| LISTING |
◇ ◇ ◇ ◇ ◇
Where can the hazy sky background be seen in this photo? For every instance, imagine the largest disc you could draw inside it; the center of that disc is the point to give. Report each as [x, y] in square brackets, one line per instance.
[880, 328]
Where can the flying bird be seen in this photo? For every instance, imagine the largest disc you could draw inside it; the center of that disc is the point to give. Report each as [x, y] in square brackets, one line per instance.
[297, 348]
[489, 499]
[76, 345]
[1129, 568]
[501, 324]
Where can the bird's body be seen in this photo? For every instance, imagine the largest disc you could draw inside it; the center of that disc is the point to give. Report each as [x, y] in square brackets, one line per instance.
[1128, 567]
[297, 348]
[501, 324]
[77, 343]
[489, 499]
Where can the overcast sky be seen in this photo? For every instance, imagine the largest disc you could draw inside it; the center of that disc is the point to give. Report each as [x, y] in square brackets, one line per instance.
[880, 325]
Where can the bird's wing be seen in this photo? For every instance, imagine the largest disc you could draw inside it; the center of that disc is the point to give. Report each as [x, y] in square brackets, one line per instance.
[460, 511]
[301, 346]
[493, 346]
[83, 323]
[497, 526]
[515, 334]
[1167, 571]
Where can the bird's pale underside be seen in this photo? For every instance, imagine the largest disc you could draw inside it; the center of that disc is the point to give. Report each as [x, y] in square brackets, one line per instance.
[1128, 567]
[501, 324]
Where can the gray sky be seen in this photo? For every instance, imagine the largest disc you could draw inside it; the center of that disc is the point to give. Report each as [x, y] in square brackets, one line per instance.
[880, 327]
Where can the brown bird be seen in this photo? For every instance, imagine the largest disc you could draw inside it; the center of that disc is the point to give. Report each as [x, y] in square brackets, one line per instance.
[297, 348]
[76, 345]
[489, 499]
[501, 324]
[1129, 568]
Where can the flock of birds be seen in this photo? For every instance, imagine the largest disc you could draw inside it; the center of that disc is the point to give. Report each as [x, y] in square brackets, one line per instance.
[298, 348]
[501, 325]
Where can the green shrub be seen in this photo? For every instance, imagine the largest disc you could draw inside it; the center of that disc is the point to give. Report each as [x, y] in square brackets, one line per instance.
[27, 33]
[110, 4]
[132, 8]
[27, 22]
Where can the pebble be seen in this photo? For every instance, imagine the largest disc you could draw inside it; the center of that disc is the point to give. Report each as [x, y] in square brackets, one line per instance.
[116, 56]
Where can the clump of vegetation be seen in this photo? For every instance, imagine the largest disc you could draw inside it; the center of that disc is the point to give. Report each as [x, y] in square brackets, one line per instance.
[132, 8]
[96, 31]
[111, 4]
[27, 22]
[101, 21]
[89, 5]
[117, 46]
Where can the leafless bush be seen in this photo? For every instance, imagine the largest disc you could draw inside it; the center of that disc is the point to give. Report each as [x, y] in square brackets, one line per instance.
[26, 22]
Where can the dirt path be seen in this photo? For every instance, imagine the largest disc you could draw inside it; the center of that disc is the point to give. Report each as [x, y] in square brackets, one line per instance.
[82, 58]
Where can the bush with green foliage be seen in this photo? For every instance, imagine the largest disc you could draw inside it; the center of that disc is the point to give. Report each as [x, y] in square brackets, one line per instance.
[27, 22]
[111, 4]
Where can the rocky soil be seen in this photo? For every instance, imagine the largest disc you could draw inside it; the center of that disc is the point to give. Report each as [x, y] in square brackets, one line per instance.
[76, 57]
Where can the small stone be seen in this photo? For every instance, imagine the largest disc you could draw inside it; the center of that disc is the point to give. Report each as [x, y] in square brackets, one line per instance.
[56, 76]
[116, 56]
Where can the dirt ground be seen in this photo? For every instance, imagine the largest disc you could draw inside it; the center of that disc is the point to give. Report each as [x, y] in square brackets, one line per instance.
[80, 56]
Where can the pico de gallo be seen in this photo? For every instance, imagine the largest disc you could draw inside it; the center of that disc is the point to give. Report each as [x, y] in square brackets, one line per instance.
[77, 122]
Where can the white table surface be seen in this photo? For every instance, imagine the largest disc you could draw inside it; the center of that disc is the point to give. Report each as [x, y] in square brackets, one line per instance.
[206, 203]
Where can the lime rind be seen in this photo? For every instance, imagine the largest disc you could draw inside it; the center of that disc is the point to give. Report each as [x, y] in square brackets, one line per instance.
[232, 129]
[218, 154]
◇ ◇ ◇ ◇ ◇
Copy out every entry above verbatim, reproducing each line without any change.

| REPLY TO THE EXERCISE |
Where can the hazy sky background be seen in this photo? For every instance, imagine the largest disc you could draw inside it; the center of that disc is the point to give. Report each as [x, y] in square brackets, one line per instance.
[880, 328]
Where can the flying bird be seen in this photo? For every instance, imagine the largest disc you could draw inside it; the center of that disc is the point to give. Report each as [x, y] in square brackets, one line per instance.
[297, 348]
[489, 499]
[76, 345]
[1129, 568]
[501, 324]
Where can the bird's body be seen in this photo? For every instance, imagine the largest disc you could draw inside it; the center of that disc is the point to give. Report each as [x, y] in square brackets, one line per instance.
[1128, 567]
[297, 348]
[501, 324]
[77, 343]
[489, 499]
Where can the overcast sky be seen in this photo? For every instance, imagine the largest disc you could draw inside it; the center of that disc is the point to give. Report each as [x, y] in square brackets, one line per instance.
[880, 325]
Where can the bird's wing be seen in this photo? For every instance, imagine the largest disc you could draw inside it; the center of that disc is the point to give. Report each as [x, y] in square brackets, one line per instance.
[460, 511]
[301, 346]
[493, 346]
[83, 323]
[497, 526]
[515, 334]
[1167, 571]
Where can the bird's pale underside be seen in this photo? For every instance, imagine the largest disc you could draw inside it; the center of that disc is the point to give. Report each as [x, y] in square brackets, one line per instance.
[1128, 567]
[501, 324]
Where can the gray sky be seen in this photo? For every instance, imagine the largest disc you could draw inside it; the center of that disc is the point to give. Report each as [x, y] in square brackets, one line per instance.
[880, 327]
Where can the brown bird be seen in this photo? For every instance, imagine the largest disc you could draw inside it; the center of that disc is the point to give. Report each as [x, y] in square brackets, one line per instance.
[297, 348]
[76, 345]
[489, 499]
[501, 324]
[1129, 568]
Where can the flock of birds be seen in this photo? For every instance, imagine the largest disc you could draw inside it; the center of that disc is the point to give. Report each as [x, y] in square brackets, one line per instance.
[298, 348]
[501, 325]
Where can the green shrub be seen in this photo? For every instance, imagine the largest disc you could draw inside it; the center of that disc is the point to give. Report each as [x, y] in square brackets, one line per instance.
[27, 33]
[110, 4]
[132, 8]
[27, 22]
Where can the pebble be seen in this photo? For every instance, imagine the largest disc you could draw inside it; the center of that disc is the point to give. Report each as [x, y] in square brackets, one line per instance.
[116, 56]
Where can the clump of vegetation be seen in this photo? For every instance, imagine the largest disc you could draw inside it; the center of that disc is the point to give. Report each as [x, y] in square brackets, one line per instance.
[132, 8]
[96, 31]
[111, 4]
[27, 22]
[101, 21]
[89, 5]
[117, 46]
Where can the leafless bush be seen in this photo? For every instance, imagine the largest disc you could draw inside it; the center of that disc is the point to give. Report each as [x, y] in square brackets, one line per instance.
[26, 22]
Where can the dirt path be seen in this photo? For every instance, imagine the largest disc you could draw inside it; the center of that disc is the point to give. Report each as [x, y] in square brackets, one line per instance.
[82, 58]
Where can the bush with green foliage be seen in this photo? For every instance, imagine the largest disc you could draw inside it; the center of that disc is the point to give. Report each as [x, y] in square brackets, one line per instance.
[27, 22]
[111, 4]
Where can the rocky soil be seen in this photo? For every instance, imagine the largest disc you could draw inside it; the center of that disc is the point to give. Report each as [x, y] in square brackets, one line per instance.
[76, 57]
Where can the small stone be seen in this photo? For every instance, imagine the largest disc you could draw inside it; the center of that disc is the point to give. Report each as [x, y] in square brackets, one line per instance.
[56, 76]
[116, 56]
Where can the dirt ground be seen in this photo? For every instance, imagine the largest disc you could draw inside it; the center of that disc is the point to give. Report each as [x, y] in square brackets, one line per instance.
[80, 56]
Where can the pico de gallo be seen in this photo? For every instance, imagine the largest disc you could draw inside it; the center of that disc is the point to give. Report each as [x, y] in square brackets, one line per instance.
[77, 122]
Where can the white table surface be seen in this photo? For every instance, imagine the largest disc you could draw inside it; the center of that disc is the point to give. Report each as [x, y] in square brackets, one line per instance.
[206, 203]
Where can the lime rind be seen in this photo? For every instance, imagine the largest disc you could draw inside it; the center of that disc is the point to give. Report each as [x, y] in square brackets, one line per instance.
[232, 129]
[218, 154]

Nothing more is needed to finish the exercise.